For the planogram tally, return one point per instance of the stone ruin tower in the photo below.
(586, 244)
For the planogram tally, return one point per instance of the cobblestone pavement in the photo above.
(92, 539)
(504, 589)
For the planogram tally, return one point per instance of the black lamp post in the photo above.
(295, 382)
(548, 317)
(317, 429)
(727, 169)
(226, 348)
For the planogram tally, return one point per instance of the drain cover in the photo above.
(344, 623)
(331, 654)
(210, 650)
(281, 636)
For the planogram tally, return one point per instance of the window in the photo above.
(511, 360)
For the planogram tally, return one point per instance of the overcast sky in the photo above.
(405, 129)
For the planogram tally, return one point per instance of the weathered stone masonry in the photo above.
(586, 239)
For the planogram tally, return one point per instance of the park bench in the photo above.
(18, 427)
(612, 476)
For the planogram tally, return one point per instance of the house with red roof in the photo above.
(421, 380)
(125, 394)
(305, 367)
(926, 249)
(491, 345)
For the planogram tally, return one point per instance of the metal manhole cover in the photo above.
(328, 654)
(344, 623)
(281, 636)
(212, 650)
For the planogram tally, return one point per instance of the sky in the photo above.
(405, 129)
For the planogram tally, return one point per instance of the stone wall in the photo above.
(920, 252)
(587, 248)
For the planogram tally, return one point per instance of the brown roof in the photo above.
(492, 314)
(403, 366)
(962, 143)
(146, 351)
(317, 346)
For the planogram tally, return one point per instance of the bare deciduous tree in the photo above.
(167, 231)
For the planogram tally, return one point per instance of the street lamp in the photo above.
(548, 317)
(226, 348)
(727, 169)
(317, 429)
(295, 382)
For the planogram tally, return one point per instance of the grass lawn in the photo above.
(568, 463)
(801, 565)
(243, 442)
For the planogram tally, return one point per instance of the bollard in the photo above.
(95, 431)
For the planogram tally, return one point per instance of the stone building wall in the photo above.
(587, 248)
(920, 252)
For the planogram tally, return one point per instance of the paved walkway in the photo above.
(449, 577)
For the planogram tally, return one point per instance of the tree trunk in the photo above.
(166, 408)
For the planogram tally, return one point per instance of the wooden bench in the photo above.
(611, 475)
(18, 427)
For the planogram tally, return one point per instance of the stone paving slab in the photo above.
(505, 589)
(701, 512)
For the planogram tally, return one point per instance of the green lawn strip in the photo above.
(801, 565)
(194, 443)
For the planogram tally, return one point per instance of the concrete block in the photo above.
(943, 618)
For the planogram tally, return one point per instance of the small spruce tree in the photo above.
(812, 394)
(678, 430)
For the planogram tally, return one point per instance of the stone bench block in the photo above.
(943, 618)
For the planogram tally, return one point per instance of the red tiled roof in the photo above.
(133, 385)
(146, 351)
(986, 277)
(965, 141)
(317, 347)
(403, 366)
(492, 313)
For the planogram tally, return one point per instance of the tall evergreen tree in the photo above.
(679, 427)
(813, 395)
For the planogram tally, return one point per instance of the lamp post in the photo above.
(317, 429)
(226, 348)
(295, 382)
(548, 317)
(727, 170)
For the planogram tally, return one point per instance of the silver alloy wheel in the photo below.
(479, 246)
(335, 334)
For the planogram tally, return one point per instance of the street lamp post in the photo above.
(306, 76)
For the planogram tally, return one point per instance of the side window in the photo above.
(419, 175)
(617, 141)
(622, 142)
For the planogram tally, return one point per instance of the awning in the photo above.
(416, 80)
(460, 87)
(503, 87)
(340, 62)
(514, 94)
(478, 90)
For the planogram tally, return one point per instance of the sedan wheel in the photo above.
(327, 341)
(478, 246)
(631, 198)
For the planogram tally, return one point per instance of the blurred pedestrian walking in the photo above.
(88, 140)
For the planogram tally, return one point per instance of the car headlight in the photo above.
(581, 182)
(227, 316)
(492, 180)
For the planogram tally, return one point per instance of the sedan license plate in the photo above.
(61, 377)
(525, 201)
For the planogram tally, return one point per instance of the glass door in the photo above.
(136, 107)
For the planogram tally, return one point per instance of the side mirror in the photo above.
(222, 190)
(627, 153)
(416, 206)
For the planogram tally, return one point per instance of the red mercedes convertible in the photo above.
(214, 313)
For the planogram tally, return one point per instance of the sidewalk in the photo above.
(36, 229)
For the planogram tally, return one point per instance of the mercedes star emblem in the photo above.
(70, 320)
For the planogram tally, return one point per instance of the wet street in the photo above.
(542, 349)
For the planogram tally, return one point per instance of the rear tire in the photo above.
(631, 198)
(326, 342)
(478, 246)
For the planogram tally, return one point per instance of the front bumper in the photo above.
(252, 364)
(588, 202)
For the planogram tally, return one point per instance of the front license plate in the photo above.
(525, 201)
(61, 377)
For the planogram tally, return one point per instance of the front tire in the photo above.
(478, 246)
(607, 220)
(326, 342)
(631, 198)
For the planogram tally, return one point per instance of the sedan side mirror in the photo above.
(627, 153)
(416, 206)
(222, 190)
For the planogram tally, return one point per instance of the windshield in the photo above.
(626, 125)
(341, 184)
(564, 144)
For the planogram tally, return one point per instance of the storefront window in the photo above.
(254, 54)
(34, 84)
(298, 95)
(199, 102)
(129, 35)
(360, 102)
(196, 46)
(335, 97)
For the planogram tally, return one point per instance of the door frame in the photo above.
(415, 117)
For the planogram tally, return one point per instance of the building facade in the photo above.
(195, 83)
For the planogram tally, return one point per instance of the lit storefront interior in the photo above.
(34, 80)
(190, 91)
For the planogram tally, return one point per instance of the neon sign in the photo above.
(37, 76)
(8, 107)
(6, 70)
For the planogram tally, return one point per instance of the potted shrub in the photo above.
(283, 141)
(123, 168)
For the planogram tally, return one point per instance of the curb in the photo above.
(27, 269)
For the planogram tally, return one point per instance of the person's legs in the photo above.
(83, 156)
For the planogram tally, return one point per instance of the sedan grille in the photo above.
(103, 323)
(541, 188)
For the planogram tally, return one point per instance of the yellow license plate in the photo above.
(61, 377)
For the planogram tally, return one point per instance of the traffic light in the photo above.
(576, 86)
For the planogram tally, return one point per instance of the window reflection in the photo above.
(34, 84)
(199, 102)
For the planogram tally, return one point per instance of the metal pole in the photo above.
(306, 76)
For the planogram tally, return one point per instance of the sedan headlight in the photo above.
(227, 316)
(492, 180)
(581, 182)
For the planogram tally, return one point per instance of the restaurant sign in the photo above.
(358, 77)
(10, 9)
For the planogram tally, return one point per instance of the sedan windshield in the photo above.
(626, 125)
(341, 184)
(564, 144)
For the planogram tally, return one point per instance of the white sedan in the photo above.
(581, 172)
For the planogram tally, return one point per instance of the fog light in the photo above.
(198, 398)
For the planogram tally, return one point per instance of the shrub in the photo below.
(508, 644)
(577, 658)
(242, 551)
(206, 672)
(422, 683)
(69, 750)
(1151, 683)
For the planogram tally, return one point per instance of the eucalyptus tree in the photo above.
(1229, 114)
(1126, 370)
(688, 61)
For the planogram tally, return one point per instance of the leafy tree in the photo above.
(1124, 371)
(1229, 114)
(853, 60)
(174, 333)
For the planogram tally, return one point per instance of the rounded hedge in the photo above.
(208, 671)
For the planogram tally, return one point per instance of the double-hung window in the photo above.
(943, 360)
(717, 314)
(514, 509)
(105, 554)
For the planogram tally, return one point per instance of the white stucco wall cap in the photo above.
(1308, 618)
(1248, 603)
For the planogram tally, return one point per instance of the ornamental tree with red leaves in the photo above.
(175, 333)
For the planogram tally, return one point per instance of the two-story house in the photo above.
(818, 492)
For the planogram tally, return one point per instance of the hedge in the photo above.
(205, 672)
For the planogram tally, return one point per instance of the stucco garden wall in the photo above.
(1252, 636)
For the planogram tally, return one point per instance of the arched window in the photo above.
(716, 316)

* Requirements *
Give again, word for word, every line from the one holding "leaves in the photo above." to the end of the data.

* Exercise solution *
For the planogram tally, return one point per instance of the ornamental tree with red leaves in the photo above.
(175, 333)
For the planogram tally, return one point per instance of the two-story house in the photo above.
(818, 492)
For the planogram tally, return one point per instance of the hedge in the photo above.
(205, 672)
For the planogram tally, return one point per instance of the stucco garden wall in the photo above.
(1252, 636)
For the planogram tally, return one point per instance of the arched window in the photo above.
(716, 316)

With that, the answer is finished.